## Page excerpt

Stephen Akintayo
Home Visionaries No Latecomers in the School of Success: Start Small – Dr. Stephen Akintayo
Visionaries - January 12, 2023

No Latecomers in the School of Success: Start Small – Dr. Stephen Akintayo

Dubbed Africa’s most influential investment coach, Dr. Stephen Akintayo’s experience with poverty fueled his resolve to become successful. Growing up, he slept on a bare floor and scavenged to feed while his parents struggled to pay rent. 

Today, Akintayo is an author, serial entrepreneur, investment coach, property developer, and digital marketing consultant. He is the MD/CEO of Gtext Global, a real estate empire operating in Nigeria and Dubai.

He shares his story with Business Elites Africa interview and gives invaluable success nuggets every entrepreneur must hold dear.

BEA: Tells us about your childhood experience with poverty.

Stephen Akintayo: We lived in Maiduguri, Borno State, Nigeria. My mother was a civil servant, and my dad’s business had crumbled before I was even born. We struggled to pay house rent, which affected my education because landlords kept chasing us out due to rent issues, and we moved to different locations. My parents had to move to this house we built, but it had no running water or electricity. In fact, my dad and mum were the only ones with the luxury of having a bed. The rest of us slept on the mat or bare floor. When they travelled, we would experience laying down on a bed. And there was no toilet; we used pit toilets, and, in some cases, we would defecate on our farm, which served as “direct fertiliser.” I saw a WC toilet for the first time at 13. It was a huge deal. My siblings and I were practically jubilating; it was new to us. Life was really tough, but we thank God for where we are today.

BEA: How did you build your company, GText Homes, into a real estate empire?

## Recorded information

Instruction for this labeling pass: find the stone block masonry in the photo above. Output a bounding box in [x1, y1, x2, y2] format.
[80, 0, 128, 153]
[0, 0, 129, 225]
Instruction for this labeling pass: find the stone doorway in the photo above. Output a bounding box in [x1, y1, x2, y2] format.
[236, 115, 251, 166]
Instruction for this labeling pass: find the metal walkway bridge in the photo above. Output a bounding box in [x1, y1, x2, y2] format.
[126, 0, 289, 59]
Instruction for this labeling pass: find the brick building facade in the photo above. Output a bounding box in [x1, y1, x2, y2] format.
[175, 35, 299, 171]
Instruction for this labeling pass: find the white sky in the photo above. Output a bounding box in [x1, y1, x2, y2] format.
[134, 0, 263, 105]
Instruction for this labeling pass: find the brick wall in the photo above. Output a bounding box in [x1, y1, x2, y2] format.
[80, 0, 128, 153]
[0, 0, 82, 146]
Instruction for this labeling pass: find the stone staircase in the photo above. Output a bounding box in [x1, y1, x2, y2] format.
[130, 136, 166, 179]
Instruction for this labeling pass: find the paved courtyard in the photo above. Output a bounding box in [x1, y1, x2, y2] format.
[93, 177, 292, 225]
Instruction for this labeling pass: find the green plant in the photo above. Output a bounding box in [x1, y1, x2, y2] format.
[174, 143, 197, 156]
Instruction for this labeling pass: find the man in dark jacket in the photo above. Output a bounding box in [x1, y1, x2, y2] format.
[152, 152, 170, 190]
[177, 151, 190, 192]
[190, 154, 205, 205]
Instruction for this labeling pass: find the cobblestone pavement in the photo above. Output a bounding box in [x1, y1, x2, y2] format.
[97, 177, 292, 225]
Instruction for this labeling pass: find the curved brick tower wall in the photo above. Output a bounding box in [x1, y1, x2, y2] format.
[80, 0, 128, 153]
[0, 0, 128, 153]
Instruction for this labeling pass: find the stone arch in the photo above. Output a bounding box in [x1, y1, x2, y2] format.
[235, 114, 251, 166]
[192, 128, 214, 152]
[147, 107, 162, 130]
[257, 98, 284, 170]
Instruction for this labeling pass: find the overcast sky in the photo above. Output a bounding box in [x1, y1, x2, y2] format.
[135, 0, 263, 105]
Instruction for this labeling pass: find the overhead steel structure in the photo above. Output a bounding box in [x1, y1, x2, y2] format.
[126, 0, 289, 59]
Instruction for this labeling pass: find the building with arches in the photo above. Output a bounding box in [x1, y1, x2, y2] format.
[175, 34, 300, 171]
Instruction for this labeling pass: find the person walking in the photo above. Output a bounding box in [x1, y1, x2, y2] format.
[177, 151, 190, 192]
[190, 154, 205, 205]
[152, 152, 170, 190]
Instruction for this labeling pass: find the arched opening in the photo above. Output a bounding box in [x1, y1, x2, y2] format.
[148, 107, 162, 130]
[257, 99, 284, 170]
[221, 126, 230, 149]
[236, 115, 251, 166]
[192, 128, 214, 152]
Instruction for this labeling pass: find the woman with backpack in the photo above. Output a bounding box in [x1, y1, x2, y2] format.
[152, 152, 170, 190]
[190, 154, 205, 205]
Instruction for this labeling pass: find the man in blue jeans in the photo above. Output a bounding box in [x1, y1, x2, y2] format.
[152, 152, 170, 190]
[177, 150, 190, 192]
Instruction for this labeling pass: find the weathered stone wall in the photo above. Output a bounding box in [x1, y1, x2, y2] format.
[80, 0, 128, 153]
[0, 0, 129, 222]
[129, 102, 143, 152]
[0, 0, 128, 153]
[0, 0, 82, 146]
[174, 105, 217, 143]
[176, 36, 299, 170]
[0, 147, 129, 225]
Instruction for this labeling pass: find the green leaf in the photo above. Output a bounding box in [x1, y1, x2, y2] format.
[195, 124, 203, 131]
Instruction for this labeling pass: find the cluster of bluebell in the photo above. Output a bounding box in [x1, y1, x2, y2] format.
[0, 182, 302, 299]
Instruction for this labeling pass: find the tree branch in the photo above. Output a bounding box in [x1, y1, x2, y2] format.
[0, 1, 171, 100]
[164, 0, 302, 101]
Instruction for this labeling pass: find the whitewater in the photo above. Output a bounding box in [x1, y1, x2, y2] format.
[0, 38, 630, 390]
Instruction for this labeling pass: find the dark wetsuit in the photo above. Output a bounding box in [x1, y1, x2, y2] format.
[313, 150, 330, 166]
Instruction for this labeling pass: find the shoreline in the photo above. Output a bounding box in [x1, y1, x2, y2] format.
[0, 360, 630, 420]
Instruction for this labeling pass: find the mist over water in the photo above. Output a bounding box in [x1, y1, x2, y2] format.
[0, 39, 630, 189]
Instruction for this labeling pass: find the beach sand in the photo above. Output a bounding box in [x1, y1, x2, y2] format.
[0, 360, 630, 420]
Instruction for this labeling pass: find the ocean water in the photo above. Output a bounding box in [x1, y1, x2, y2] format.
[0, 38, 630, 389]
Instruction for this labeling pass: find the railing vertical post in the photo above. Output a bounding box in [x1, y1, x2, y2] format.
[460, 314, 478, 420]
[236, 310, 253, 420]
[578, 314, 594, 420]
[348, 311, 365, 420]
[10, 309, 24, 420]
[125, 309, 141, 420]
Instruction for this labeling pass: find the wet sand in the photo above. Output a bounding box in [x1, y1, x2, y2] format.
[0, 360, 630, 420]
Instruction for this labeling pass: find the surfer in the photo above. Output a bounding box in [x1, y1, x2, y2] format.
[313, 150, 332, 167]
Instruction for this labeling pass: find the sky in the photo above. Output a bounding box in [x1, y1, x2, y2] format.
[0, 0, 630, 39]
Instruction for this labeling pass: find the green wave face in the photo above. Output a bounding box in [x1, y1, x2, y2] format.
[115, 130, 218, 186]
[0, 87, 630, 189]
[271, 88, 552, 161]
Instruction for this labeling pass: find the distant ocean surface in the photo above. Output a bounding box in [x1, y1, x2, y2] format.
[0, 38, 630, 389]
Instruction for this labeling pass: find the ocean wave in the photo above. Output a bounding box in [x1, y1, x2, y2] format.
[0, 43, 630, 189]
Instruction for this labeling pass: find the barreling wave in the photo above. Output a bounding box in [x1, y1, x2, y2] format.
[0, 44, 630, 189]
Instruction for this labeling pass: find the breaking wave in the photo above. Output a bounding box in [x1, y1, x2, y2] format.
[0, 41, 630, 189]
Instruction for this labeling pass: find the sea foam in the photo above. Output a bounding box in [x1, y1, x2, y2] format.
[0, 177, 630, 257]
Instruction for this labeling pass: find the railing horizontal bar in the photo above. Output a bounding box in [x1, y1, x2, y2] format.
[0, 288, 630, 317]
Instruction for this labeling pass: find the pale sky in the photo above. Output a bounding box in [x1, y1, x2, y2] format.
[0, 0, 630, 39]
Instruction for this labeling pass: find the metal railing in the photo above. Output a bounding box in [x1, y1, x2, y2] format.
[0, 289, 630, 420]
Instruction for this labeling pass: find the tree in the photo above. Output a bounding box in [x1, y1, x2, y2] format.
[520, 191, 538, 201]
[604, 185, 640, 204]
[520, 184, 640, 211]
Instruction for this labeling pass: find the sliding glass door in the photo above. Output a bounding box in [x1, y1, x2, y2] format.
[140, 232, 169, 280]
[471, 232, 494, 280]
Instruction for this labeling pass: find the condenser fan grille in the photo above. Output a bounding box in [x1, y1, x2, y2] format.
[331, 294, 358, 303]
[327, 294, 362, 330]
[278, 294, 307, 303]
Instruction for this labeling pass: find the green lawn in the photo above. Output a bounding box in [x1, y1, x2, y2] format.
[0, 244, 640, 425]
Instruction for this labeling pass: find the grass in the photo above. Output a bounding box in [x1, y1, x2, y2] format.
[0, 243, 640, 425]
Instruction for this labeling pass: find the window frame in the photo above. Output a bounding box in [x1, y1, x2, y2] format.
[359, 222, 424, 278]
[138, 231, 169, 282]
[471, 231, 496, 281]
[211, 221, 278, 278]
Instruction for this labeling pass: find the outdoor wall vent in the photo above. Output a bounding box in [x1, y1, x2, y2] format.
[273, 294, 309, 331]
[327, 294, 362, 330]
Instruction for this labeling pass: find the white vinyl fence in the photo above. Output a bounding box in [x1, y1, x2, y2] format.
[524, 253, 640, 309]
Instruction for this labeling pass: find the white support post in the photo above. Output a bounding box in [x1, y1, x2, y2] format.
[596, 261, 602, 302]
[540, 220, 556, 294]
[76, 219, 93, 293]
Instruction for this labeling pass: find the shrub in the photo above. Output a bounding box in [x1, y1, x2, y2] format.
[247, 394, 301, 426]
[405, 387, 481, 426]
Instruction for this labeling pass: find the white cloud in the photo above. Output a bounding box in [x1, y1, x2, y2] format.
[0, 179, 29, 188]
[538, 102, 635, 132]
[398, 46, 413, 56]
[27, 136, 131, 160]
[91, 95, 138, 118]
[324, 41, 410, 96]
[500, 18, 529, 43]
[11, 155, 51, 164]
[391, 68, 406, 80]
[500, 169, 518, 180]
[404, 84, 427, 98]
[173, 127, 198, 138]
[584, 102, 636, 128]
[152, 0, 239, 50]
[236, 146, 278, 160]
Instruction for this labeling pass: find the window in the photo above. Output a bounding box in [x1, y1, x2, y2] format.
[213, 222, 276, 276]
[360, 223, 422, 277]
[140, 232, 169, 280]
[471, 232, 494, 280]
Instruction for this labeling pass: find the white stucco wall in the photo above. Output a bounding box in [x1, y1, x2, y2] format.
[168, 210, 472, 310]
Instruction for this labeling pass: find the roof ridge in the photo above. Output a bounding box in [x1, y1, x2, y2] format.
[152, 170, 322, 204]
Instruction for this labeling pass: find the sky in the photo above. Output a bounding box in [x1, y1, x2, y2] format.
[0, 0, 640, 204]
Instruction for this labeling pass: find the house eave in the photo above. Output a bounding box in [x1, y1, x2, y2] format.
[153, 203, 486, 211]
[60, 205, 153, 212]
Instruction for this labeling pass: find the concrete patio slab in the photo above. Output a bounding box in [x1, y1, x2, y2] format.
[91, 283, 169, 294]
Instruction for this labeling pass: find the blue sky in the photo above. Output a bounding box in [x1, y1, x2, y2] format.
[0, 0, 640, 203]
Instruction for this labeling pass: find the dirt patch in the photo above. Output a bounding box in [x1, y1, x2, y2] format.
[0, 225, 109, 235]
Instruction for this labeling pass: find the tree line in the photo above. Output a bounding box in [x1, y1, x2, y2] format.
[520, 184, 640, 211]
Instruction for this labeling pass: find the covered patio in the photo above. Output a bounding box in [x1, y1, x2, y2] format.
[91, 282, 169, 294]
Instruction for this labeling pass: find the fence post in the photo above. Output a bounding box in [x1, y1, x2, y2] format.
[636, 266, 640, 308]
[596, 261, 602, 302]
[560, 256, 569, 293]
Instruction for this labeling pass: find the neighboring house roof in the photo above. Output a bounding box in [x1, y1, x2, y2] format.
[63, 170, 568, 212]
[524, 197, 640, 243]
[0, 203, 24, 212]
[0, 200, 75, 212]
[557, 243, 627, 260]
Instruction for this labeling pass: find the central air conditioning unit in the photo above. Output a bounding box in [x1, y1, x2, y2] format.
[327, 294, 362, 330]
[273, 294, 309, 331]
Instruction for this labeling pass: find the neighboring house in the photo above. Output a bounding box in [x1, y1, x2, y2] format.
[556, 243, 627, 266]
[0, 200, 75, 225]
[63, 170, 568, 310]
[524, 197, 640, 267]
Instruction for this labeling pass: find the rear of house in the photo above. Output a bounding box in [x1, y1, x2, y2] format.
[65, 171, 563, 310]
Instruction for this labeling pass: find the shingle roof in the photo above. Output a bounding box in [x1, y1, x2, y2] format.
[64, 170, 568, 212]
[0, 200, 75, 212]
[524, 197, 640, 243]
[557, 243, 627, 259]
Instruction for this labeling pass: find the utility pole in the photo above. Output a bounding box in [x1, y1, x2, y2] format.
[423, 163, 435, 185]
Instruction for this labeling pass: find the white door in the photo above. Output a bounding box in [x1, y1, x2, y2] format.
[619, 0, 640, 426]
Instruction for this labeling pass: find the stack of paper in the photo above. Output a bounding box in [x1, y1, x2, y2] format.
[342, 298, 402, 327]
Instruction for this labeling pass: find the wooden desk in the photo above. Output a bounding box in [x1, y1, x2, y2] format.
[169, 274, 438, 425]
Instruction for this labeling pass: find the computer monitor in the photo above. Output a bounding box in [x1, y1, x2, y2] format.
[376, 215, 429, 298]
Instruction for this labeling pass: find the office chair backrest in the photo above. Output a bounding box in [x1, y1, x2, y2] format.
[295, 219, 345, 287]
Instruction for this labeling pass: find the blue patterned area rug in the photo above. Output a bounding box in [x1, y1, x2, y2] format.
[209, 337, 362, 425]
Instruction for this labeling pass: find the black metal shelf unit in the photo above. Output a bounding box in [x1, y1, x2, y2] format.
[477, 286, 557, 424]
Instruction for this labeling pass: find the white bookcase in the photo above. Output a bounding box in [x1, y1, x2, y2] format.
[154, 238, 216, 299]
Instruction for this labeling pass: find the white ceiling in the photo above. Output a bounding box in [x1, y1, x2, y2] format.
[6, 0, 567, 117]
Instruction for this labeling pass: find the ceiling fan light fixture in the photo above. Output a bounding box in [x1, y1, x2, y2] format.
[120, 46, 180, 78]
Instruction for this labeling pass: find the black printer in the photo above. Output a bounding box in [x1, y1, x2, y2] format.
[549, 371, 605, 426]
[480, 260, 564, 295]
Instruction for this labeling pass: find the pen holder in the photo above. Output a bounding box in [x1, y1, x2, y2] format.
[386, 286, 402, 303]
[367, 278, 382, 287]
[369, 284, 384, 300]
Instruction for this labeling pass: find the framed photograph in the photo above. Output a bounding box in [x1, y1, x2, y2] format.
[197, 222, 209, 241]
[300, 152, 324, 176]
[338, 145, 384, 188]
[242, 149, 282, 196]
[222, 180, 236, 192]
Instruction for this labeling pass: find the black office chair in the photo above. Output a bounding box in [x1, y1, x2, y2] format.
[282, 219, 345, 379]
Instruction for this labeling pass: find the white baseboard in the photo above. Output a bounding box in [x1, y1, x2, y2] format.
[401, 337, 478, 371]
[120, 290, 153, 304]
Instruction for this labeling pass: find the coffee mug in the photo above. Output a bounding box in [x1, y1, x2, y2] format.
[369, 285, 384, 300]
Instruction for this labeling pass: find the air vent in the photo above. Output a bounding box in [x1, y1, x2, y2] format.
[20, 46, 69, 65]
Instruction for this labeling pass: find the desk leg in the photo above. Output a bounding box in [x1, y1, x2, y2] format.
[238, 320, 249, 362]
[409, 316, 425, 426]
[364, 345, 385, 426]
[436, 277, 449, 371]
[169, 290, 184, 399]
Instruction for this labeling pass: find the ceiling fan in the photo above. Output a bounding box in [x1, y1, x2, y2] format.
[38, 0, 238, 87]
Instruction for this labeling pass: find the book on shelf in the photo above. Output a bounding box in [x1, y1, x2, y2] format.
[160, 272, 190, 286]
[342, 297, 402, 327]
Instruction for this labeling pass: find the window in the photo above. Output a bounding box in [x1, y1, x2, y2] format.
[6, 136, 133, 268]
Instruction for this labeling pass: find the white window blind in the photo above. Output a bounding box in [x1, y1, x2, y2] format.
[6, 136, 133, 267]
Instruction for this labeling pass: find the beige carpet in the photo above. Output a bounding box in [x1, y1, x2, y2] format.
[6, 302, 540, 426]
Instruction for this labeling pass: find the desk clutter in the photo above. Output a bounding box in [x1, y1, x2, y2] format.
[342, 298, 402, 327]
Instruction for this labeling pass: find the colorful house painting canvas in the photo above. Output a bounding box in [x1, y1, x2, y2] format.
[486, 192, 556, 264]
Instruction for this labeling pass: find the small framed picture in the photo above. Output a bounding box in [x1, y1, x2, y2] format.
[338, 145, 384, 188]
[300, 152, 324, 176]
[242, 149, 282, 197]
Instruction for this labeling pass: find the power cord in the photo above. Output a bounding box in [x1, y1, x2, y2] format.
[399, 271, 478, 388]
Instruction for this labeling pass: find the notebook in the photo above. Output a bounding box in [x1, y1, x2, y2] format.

## Problems and tasks
A. In the Akintayo interview, rename "Gtext Global" to "the company" and give the passage again. Begin at the words "Dubbed Africa’s most" and stop after "must hold dear.".
B. According to the Akintayo interview, how old was he when he first saw a WC toilet?
Use only the Akintayo interview text.

## Solutions for each task
A.
Dubbed Africa’s most influential investment coach, Dr. Stephen Akintayo’s experience with poverty fueled his resolve to become successful. Growing up, he slept on a bare floor and scavenged to feed while his parents struggled to pay rent. 

Today, Akintayo is an author, serial entrepreneur, investment coach, property developer, and digital marketing consultant. He is the MD/CEO of the company, a real estate empire operating in Nigeria and Dubai.

He shares his story with Business Elites Africa interview and gives invaluable success nuggets every entrepreneur must hold dear.

B. He was 13.